■ Source document
========================================

I first heard of Lisa Samson
when I read one of her books, Songbird. For some
reason this book reminded me of the movie Beaches with Bette Midler.
Anyway, I loved the book and was impressed with how edgy it was. I
didn’t even write fiction at the time. I was just a regular fiction
reader. Then years later when I was not only an author myself, but also
a fiction reviewer, I read another great book by Lisa Samson called Straight
Up. I was so impressed with the realism in the story that I
wrote one of my best reviews ever. Since then I’ve read most of the Hollywood
Nobody series as well as The Passion of Mary
Margaret (an amazing novel!) Since Lisa really knows how to
write unconventional stories with passion and insight, I’ve grown to
love and admire her as an author. Now I want her to share her story.
Presenting Lisa Samson…
stood before the general fiction section in the Barnes & Noble
store at Baltimore’s Inner Harbor when the epiphany arrived. For years
I’d written historical fiction because that’s what I’d read growing up.
Victoria Holt (aka Jean Plaidy) and I had a thing going for years. It
was also the mainstay of Christian fiction in the early nineties when I
began writing. But increasingly, my reading tastes changed to women’s
fiction, and I began paying close attention to craft. As a result, my
writing interests changed as well. While writing my last historical
series, Shades of Eternity, my “sanity project” lived in a subversive
file on my computer.
Something inside told me that if
you need a sanity project, maybe the alley you’ve been heading down for
years is opening up to something else. Best be on the lookout. This was
in the beginning of the Oprah Book Club when many new authors burst
onto the scene. I had never read works like these, but I ate up some of
it. It was then I realized this genre was called “women’s fiction.” The
sanity project arrived soon after.
One evening, my editor had come
to town, and after dining at the harbor, we ventured over to Barnes
& Noble because, well, we all love books, right? I checked out
the inspy fiction section, delighted to see my work had finally made it
into one of the big chain stores. Naturally, I turned it face out
(admit it, you do it too!) then headed over to see if I could pick up a
new Anne Tyler book. I thought about my sanity project, thought about
what I wanted to read and said, “I want to write these kinds of
won’t make any money doing that,” my inner voice said.

========================================

■ Data provided
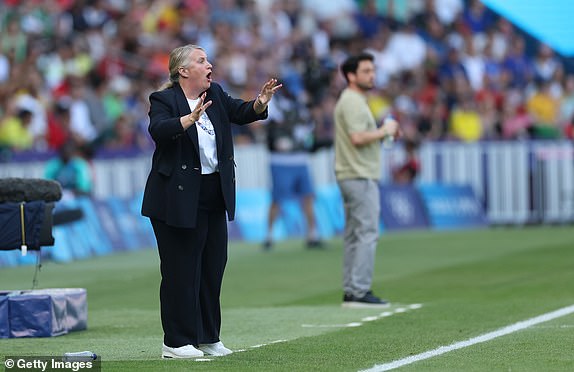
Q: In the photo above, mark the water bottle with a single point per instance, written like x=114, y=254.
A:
x=389, y=139
x=81, y=356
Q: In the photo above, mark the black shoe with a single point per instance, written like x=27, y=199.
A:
x=314, y=244
x=369, y=300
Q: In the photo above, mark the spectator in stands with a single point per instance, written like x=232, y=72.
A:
x=358, y=169
x=190, y=188
x=465, y=122
x=14, y=129
x=544, y=110
x=71, y=170
x=289, y=140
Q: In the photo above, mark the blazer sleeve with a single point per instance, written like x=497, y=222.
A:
x=239, y=111
x=164, y=123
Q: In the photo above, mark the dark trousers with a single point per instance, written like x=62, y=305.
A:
x=192, y=262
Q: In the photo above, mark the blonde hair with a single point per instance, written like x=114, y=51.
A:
x=179, y=57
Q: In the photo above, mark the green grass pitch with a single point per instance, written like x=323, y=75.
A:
x=283, y=308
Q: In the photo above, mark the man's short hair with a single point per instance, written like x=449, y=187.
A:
x=351, y=64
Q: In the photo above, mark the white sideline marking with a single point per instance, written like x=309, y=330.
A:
x=366, y=319
x=475, y=340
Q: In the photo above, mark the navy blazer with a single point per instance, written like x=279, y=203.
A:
x=172, y=188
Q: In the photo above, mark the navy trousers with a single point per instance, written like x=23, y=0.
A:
x=192, y=262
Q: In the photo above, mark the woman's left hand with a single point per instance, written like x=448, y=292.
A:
x=268, y=90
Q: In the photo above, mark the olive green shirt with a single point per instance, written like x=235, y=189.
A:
x=352, y=114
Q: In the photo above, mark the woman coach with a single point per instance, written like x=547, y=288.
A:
x=190, y=188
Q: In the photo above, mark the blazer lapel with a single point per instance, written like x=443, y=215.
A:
x=184, y=109
x=215, y=118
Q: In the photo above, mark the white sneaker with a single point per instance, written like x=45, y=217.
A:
x=216, y=349
x=183, y=352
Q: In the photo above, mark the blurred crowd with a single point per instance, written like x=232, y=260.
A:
x=81, y=71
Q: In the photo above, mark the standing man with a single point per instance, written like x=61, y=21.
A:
x=189, y=192
x=358, y=171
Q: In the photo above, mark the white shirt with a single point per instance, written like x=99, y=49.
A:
x=206, y=137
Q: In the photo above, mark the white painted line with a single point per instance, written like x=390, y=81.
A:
x=366, y=319
x=369, y=318
x=352, y=324
x=475, y=340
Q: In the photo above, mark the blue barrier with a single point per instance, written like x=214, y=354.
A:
x=115, y=224
x=402, y=208
x=452, y=206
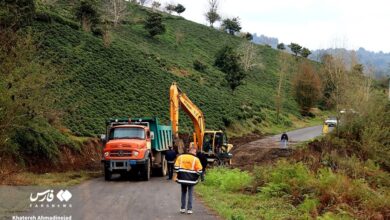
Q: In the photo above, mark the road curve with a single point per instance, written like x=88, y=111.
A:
x=157, y=199
x=150, y=200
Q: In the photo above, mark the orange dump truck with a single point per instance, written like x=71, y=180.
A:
x=135, y=146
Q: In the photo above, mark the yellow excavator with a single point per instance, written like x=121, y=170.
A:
x=214, y=144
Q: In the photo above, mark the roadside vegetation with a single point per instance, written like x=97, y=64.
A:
x=343, y=175
x=89, y=62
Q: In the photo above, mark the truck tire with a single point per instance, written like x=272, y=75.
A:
x=107, y=173
x=146, y=170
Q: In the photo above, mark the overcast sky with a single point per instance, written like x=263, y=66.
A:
x=311, y=23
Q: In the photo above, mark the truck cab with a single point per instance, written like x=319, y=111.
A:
x=131, y=148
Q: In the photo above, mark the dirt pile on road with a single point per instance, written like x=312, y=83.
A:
x=267, y=150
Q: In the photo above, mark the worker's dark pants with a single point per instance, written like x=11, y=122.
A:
x=184, y=189
x=170, y=170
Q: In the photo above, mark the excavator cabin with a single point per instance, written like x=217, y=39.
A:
x=214, y=144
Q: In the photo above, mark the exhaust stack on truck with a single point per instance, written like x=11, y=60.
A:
x=135, y=146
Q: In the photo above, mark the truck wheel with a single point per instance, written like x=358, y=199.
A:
x=107, y=173
x=146, y=170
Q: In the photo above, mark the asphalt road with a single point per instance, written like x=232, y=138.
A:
x=132, y=199
x=126, y=199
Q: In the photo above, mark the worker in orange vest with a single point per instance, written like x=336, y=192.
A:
x=325, y=129
x=188, y=169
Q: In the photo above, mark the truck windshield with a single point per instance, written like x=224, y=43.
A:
x=127, y=133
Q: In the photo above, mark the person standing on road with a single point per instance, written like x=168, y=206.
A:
x=188, y=169
x=170, y=156
x=325, y=129
x=284, y=140
x=203, y=160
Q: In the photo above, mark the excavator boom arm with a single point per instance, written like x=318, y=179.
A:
x=179, y=99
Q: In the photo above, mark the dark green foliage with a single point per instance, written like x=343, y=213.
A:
x=281, y=46
x=132, y=76
x=212, y=16
x=154, y=25
x=87, y=13
x=48, y=17
x=307, y=88
x=295, y=48
x=231, y=25
x=248, y=36
x=179, y=8
x=200, y=66
x=305, y=52
x=16, y=13
x=170, y=8
x=38, y=140
x=228, y=61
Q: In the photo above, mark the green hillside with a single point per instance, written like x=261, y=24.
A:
x=131, y=77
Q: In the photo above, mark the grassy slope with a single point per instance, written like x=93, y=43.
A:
x=132, y=76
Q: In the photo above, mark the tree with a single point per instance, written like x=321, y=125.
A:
x=179, y=9
x=88, y=14
x=14, y=14
x=212, y=15
x=284, y=66
x=281, y=46
x=228, y=61
x=143, y=2
x=115, y=11
x=170, y=8
x=305, y=52
x=247, y=56
x=154, y=25
x=248, y=36
x=295, y=48
x=231, y=25
x=24, y=86
x=307, y=87
x=156, y=5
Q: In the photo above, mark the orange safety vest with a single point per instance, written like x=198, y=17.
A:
x=188, y=168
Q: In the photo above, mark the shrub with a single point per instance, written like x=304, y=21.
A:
x=288, y=179
x=153, y=24
x=227, y=179
x=199, y=66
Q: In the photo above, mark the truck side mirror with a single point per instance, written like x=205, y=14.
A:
x=103, y=138
x=152, y=135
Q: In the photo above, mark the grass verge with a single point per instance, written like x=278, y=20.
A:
x=49, y=179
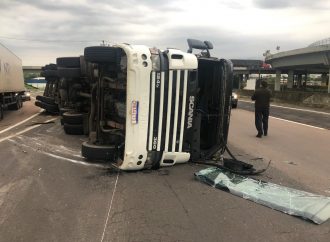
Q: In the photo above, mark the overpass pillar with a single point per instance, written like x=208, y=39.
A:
x=329, y=82
x=299, y=80
x=278, y=81
x=290, y=79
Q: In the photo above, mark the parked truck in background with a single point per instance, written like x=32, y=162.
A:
x=11, y=81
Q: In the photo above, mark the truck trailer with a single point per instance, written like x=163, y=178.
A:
x=11, y=81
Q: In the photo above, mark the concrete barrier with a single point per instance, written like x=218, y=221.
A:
x=317, y=100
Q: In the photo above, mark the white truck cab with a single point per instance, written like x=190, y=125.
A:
x=146, y=108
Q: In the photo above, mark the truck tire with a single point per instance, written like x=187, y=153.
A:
x=50, y=73
x=73, y=117
x=48, y=107
x=1, y=112
x=45, y=99
x=75, y=129
x=101, y=54
x=17, y=105
x=63, y=110
x=69, y=72
x=50, y=67
x=71, y=62
x=99, y=152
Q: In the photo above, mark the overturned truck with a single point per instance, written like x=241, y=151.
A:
x=151, y=108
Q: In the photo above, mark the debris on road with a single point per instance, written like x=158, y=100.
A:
x=288, y=200
x=290, y=162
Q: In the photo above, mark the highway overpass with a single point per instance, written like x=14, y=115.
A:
x=314, y=59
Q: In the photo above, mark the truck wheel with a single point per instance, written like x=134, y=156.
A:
x=97, y=54
x=1, y=112
x=48, y=107
x=69, y=72
x=16, y=105
x=50, y=73
x=50, y=67
x=73, y=117
x=71, y=62
x=99, y=152
x=75, y=129
x=45, y=99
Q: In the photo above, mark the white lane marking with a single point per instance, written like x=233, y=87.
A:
x=289, y=121
x=25, y=130
x=299, y=109
x=13, y=126
x=60, y=157
x=73, y=161
x=110, y=206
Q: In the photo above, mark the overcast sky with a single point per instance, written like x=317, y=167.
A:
x=39, y=31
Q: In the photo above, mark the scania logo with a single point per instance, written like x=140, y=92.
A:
x=191, y=111
x=154, y=143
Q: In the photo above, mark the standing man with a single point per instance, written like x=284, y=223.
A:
x=262, y=97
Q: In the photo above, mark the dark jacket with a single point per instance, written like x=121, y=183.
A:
x=261, y=97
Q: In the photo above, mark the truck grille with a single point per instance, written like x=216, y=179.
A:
x=168, y=99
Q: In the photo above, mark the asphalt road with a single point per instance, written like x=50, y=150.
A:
x=48, y=192
x=305, y=116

========================================

■ Complete the following
a) Echo everything in the Lisa Samson post from "One evening, my" down to "inner voice said.".
b) Based on the Lisa Samson post, decide whether each statement is true, answering yes or no and quoting the words that decide it: (i) The writer of the introduction first heard of Lisa Samson through the book Songbird. (ii) Shades of Eternity was a series of women's fiction. (iii) Samson and her editor went to Barnes & Noble after dining at the harbor.
The data comes from a separate source.

■ Responses by item number
a)
One evening, my editor had come
to town, and after dining at the harbor, we ventured over to Barnes
& Noble because, well, we all love books, right? I checked out
the inspy fiction section, delighted to see my work had finally made it
into one of the big chain stores. Naturally, I turned it face out
(admit it, you do it too!) then headed over to see if I could pick up a
new Anne Tyler book. I thought about my sanity project, thought about
what I wanted to read and said, “I want to write these kinds of
won’t make any money doing that,” my inner voice said.

b)
(i) Yes: "I first heard of Lisa Samson when I read one of her books, Songbird."
(ii) No: "While writing my last historical series, Shades of Eternity"
(iii) Yes: "after dining at the harbor, we ventured over to Barnes & Noble"